-- TEXT BLOCK start --

[PR #17775] [CLOSED] feat: add comprehensive data sanitization to prevent null bytes #63400

Closed
opened 2026-05-06 08:08:32 -05:00 by GiteaMirror · 0 comments
Owner

📋 Pull Request Information

Original PR: https://github.com/open-webui/open-webui/pull/17775
Author: @Classic298
Created: 9/26/2025
Status: Closed

Base: devHead: fix-postgres-null-byte-error


📝 Commits (7)

  • e2bb682 feat: add comprehensive data sanitization to prevent null bytes
  • 62dc633 Merge branch 'dev' into fix-postgres-null-byte-error
  • f4c118f Merge branch 'open-webui:main' into fix-postgres-null-byte-error
  • dbb4a0e Merge branch 'dev' into fix-postgres-null-byte-error
  • 09cb75d Update data_sanitizer.py
  • e543300 Update data_sanitizer.py
  • 626bca5 Merge branch 'open-webui:main' into fix-postgres-null-byte-error

📊 Changes

7 files changed (+92 additions, -43 deletions)

-- TEXT BLOCK end --
-- RAW DATA start --

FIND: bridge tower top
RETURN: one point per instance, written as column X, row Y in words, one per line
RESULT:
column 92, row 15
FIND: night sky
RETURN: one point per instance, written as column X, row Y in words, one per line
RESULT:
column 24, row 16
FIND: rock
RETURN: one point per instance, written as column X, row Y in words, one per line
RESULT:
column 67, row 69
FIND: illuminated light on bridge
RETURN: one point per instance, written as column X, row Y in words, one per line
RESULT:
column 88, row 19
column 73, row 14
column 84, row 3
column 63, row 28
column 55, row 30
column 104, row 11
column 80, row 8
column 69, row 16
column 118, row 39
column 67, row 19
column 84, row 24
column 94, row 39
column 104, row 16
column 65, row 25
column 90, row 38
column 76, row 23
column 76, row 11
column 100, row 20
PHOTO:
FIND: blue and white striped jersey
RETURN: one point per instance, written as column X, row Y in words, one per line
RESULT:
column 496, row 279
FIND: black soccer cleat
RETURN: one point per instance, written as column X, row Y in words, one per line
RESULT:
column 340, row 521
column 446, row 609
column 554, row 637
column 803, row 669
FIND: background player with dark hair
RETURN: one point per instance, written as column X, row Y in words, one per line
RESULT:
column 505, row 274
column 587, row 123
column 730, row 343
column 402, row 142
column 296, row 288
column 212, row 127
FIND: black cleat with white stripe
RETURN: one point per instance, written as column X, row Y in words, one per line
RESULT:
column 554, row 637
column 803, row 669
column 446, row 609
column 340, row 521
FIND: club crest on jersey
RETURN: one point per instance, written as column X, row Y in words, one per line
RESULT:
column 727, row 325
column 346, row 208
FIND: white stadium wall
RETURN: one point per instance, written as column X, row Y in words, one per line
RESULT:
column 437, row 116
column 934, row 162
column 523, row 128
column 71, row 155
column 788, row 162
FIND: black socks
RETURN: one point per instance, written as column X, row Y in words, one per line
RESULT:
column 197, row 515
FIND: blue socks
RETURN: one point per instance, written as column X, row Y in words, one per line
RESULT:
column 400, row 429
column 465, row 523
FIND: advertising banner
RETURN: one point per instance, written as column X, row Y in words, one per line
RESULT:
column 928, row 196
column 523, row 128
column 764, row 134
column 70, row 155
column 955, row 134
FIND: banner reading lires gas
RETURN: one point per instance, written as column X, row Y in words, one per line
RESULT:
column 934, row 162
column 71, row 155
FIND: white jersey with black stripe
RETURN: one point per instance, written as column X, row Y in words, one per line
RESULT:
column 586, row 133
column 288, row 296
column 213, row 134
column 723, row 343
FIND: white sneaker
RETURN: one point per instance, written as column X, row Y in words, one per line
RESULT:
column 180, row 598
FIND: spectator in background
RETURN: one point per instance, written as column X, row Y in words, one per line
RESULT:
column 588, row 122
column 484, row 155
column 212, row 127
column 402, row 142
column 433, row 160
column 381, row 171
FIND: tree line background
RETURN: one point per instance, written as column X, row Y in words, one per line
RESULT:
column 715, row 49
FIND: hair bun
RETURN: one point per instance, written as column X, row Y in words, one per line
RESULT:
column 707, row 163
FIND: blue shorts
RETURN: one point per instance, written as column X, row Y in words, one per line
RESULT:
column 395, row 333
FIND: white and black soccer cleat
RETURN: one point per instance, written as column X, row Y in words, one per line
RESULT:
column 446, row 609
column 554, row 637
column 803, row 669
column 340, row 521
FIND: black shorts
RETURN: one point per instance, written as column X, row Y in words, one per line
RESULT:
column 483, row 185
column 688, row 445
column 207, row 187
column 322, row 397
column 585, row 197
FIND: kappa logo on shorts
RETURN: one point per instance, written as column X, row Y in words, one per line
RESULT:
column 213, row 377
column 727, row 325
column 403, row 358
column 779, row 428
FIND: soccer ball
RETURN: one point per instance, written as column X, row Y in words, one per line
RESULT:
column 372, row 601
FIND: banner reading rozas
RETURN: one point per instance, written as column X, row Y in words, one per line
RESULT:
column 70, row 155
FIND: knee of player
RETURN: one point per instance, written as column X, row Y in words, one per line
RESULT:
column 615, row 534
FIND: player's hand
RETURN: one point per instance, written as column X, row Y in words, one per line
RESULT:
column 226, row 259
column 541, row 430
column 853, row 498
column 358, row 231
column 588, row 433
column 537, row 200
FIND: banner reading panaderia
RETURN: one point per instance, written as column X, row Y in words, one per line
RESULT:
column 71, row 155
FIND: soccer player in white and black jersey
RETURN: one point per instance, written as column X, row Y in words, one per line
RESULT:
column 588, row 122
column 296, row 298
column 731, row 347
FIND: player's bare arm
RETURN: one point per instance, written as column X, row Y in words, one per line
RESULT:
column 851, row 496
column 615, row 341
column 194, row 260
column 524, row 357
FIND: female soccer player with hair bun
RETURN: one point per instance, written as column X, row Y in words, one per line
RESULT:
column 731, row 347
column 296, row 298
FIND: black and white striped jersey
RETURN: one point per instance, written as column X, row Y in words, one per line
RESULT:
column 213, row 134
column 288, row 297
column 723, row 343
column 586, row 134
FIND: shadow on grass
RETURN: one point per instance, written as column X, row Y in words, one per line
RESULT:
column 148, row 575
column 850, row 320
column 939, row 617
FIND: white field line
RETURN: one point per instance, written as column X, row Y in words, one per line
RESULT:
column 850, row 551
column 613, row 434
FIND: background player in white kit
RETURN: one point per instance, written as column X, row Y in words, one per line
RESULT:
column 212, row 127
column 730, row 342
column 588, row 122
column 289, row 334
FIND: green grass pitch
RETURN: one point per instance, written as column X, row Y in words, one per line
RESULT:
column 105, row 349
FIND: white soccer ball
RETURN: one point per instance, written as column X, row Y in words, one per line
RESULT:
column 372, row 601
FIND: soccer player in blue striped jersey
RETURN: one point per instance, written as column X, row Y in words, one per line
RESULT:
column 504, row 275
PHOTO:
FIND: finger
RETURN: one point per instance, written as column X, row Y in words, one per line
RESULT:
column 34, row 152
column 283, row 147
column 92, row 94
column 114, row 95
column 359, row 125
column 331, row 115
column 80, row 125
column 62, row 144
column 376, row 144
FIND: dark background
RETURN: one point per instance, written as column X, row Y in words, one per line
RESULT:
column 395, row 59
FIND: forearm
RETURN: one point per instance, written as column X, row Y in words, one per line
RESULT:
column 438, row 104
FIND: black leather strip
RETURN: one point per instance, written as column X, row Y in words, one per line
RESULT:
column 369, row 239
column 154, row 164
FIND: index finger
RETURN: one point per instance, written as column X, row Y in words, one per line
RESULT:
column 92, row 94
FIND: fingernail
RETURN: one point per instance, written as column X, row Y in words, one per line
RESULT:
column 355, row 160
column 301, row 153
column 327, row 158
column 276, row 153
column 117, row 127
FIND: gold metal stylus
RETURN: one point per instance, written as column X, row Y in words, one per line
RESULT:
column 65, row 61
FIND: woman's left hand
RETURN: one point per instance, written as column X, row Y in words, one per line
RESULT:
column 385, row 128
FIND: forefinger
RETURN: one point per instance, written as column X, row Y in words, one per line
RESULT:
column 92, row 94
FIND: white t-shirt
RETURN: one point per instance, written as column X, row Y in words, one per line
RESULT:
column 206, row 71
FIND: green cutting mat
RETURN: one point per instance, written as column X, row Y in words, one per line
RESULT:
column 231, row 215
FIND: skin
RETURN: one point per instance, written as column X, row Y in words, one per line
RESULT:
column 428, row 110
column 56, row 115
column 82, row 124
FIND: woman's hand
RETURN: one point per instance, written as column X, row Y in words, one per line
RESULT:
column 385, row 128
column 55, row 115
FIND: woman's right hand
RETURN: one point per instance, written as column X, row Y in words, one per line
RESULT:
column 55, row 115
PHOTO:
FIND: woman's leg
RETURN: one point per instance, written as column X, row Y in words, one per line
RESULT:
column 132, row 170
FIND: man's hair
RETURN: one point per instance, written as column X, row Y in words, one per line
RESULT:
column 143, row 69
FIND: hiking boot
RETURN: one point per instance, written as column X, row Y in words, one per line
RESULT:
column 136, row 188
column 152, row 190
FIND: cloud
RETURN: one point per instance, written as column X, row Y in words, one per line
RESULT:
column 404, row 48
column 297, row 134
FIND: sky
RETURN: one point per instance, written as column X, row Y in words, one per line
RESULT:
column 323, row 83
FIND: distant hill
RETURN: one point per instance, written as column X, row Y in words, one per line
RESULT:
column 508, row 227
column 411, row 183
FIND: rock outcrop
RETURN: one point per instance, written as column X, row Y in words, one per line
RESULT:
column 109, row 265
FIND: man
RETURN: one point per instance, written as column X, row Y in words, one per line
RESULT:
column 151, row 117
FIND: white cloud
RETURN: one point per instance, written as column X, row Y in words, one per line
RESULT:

-- RAW DATA end --

● THINGS TO DO:
1. According to the pull request page, who is the author of the original pull request?
2. Carry on with the pull request page, starting after its last line.

● ANSWERS FOR THE EXERCISE:
1. @Classic298

2.
View changed files

📝 backend/open_webui/models/chats.py (+6 -5)
📝 backend/open_webui/models/files.py (+7 -6)
📝 backend/open_webui/models/knowledge.py (+8 -7)
📝 backend/open_webui/models/messages.py (+12 -11)
📝 backend/open_webui/models/prompts.py (+5 -4)
📝 backend/open_webui/models/users.py (+11 -10)
backend/open_webui/utils/data_sanitizer.py (+43 -0)

📄 Description

This commit introduces a robust, centralized sanitization mechanism to prevent null bytes (\u0000) from being stored in the database. These characters were causing UntranslatableCharacter errors during search operations in PostgreSQL deployments.

The solution consists of a new centralized utility, data_sanitizer.py, which provides a sanitize_data function that recursively traverses data structures (dictionaries, lists, and strings) and removes null bytes.

To apply this sanitization broadly and automatically, this change introduces custom SQLAlchemy TypeDecorator classes, SanitizedText and SanitizedJSON. These types wrap the standard Text and JSON types and apply the sanitization logic before the data is sent to the database.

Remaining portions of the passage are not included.